(Records from a collection)

• • • •

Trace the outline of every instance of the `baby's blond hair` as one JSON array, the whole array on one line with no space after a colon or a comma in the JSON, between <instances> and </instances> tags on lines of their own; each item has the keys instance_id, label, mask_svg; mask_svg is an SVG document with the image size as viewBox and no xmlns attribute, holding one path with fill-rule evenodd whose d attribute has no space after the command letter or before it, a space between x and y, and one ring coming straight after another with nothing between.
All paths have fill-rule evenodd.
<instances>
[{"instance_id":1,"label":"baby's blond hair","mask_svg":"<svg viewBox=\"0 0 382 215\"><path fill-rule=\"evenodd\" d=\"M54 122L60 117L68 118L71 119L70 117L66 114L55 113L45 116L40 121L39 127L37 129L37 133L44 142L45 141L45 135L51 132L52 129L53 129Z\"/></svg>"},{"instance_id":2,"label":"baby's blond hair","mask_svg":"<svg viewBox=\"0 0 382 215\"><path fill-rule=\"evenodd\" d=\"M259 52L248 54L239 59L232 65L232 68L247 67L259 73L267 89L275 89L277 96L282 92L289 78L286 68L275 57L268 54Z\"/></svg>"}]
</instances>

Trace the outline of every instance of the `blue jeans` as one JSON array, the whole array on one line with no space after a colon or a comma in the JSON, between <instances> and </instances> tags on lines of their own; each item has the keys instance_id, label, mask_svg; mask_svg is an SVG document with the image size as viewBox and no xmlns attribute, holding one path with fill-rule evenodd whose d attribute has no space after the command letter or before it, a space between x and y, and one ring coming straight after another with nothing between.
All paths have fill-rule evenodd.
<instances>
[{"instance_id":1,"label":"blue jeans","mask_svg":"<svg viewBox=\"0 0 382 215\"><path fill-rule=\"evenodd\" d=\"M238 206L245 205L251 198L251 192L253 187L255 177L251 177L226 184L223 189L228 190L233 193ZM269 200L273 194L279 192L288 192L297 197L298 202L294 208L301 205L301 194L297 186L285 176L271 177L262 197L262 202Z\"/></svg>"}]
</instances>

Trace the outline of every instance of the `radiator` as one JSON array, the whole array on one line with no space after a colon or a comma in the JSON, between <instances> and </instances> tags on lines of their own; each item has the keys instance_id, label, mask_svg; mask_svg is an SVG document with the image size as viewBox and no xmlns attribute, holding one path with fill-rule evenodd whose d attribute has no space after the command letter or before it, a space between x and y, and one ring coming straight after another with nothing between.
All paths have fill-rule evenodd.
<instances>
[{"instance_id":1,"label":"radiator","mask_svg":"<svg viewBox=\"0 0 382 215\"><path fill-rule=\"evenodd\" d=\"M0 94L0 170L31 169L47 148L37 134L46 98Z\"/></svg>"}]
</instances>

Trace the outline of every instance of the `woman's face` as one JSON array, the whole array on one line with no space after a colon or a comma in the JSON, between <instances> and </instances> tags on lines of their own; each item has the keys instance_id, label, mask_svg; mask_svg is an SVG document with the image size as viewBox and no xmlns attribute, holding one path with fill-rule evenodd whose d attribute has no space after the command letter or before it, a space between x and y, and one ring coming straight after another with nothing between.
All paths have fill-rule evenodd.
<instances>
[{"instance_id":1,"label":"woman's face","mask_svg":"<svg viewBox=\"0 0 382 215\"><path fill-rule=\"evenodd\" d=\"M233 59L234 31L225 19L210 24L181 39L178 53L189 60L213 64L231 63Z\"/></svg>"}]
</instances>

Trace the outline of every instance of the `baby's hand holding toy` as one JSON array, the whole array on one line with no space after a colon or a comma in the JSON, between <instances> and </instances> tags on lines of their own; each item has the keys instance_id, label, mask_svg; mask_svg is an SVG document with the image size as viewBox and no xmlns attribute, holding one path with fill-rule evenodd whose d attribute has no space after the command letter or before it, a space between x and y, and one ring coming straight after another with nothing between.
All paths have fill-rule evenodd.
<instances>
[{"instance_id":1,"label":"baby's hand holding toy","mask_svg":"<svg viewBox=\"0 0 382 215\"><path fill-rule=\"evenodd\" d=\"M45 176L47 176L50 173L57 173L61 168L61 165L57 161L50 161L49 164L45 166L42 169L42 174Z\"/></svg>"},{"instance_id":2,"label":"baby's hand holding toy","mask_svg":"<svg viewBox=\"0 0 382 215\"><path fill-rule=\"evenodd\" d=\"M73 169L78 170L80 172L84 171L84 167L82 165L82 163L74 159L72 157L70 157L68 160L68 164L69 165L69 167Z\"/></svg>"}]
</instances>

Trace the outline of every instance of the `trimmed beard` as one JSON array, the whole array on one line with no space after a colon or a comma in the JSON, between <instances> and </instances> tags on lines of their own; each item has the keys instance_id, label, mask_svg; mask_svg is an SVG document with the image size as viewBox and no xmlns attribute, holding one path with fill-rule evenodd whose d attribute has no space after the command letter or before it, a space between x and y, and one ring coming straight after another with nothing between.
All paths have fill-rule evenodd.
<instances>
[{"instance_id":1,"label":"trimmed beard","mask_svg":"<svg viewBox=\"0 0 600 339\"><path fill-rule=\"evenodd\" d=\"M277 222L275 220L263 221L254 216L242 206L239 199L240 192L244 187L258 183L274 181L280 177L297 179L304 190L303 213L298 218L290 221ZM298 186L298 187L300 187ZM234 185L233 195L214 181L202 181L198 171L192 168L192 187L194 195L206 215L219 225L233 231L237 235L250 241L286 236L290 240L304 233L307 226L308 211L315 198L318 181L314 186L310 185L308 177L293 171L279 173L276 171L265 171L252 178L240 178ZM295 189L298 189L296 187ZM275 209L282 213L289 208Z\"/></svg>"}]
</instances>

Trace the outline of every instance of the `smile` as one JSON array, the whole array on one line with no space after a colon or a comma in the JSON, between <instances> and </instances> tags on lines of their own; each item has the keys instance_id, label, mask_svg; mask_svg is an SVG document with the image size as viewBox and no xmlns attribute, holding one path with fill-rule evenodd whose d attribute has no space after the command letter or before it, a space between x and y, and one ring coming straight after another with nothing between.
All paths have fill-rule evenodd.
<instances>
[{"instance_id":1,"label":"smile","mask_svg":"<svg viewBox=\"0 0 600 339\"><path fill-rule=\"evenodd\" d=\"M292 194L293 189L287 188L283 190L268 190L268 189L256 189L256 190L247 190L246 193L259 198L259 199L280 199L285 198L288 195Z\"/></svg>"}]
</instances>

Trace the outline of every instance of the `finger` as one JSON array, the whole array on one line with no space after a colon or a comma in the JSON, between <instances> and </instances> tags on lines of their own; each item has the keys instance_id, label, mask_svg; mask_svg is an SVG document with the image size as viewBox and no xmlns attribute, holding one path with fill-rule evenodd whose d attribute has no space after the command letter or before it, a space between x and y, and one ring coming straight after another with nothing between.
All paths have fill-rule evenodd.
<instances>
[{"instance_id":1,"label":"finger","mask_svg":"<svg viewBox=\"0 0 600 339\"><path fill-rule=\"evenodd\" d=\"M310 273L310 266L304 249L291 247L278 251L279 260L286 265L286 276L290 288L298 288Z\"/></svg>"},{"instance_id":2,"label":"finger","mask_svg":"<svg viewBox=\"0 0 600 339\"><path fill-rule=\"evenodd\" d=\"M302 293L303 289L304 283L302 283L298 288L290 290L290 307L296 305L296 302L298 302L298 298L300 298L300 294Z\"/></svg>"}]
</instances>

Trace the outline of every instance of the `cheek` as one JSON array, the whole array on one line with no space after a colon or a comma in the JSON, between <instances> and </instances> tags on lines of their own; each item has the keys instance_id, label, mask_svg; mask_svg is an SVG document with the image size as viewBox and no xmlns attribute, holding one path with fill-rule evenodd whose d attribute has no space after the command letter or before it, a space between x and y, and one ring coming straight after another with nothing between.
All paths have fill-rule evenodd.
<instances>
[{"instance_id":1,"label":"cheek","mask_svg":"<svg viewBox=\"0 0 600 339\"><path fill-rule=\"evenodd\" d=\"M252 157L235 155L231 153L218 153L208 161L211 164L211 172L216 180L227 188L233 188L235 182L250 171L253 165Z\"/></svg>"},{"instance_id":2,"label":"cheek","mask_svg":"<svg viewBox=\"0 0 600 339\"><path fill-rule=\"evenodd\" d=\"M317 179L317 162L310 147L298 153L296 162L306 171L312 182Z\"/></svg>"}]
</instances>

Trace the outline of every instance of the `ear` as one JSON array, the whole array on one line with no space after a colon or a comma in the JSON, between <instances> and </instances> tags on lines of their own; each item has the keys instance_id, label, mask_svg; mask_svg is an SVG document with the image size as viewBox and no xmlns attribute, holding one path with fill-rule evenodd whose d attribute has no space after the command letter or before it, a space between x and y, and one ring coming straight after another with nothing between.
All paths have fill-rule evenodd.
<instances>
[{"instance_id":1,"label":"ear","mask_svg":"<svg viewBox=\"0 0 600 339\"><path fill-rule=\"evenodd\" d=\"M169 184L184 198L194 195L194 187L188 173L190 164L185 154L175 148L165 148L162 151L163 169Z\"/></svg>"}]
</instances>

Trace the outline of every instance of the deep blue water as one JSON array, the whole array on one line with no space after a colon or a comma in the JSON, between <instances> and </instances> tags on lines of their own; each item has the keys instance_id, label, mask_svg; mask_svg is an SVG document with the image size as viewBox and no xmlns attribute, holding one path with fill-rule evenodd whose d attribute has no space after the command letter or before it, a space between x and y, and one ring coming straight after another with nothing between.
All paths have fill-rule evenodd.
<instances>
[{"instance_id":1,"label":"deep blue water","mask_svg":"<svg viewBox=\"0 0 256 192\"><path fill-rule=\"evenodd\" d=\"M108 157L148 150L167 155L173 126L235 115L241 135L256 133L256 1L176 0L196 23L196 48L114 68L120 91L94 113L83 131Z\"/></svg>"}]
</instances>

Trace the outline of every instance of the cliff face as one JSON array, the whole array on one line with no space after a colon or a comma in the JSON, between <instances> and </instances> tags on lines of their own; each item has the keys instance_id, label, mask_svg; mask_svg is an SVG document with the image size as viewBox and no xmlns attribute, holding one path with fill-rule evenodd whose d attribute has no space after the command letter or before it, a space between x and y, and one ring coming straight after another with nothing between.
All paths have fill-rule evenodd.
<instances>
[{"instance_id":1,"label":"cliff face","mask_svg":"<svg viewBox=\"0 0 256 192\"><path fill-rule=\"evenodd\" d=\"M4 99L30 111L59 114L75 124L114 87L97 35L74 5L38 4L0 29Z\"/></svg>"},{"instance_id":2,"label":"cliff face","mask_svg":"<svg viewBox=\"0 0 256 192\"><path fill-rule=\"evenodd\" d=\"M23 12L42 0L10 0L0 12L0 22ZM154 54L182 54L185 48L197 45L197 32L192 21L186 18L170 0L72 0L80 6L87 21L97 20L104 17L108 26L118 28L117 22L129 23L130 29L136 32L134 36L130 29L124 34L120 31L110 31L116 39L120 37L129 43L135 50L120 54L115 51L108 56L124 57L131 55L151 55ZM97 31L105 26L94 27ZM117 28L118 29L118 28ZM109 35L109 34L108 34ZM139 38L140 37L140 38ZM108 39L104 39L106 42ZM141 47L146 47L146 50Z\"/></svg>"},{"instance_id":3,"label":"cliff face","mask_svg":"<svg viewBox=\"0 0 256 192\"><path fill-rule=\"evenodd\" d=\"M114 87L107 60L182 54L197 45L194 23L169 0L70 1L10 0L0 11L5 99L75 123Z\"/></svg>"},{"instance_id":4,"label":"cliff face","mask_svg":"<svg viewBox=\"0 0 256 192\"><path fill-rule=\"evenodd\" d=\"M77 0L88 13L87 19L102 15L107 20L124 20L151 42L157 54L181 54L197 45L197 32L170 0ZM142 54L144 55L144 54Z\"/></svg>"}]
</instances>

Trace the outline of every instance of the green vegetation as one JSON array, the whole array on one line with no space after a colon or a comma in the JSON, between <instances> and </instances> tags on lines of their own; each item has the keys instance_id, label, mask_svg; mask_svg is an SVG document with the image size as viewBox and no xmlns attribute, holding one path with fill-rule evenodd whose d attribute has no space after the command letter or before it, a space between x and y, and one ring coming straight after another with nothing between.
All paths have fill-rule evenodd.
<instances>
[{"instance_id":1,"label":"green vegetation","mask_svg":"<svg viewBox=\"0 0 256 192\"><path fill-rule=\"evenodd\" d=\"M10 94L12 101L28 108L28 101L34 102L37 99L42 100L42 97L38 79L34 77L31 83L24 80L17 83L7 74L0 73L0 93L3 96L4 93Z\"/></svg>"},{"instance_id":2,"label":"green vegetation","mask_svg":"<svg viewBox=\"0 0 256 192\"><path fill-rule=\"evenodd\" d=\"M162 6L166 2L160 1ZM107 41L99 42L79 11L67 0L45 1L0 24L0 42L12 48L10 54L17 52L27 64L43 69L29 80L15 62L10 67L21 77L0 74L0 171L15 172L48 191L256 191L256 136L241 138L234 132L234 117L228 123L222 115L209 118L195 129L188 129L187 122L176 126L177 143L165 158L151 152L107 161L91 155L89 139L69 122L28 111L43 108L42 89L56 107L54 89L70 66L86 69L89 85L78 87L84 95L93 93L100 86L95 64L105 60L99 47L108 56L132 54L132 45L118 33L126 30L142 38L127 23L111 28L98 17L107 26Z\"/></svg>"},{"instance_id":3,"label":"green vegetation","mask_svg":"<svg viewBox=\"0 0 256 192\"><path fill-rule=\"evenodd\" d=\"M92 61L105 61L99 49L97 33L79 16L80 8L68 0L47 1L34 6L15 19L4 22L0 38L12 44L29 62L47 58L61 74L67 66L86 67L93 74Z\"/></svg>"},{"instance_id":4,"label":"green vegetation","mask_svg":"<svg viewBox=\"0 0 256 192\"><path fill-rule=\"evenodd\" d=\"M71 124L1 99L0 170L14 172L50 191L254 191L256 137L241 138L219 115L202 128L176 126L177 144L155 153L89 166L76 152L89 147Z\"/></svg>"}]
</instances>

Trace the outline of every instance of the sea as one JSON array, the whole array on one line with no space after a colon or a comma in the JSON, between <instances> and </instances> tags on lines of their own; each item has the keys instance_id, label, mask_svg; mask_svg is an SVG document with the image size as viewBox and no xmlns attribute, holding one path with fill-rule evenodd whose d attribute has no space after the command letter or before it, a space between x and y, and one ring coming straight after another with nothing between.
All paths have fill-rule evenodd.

• • • •

Express as a JSON list of strings, one per line with blank lines omitted, the lines starting with the line that contains "Trace the outline of every instance of the sea" and going on through the end of the rows.

[
  "Trace the outline of every instance of the sea as one JSON array, the whole array on one line with no space after a colon or a comma in the JSON, between <instances> and </instances> tags on lines of their own; each item has the keys instance_id, label, mask_svg; mask_svg is an SVG document with the image size as viewBox and no xmlns attribute, holding one path with fill-rule evenodd whose d attribute has no space after the command letter or before it, a space between x and y, and one ring coming straight after another with nothing between.",
  "All paths have fill-rule evenodd."
]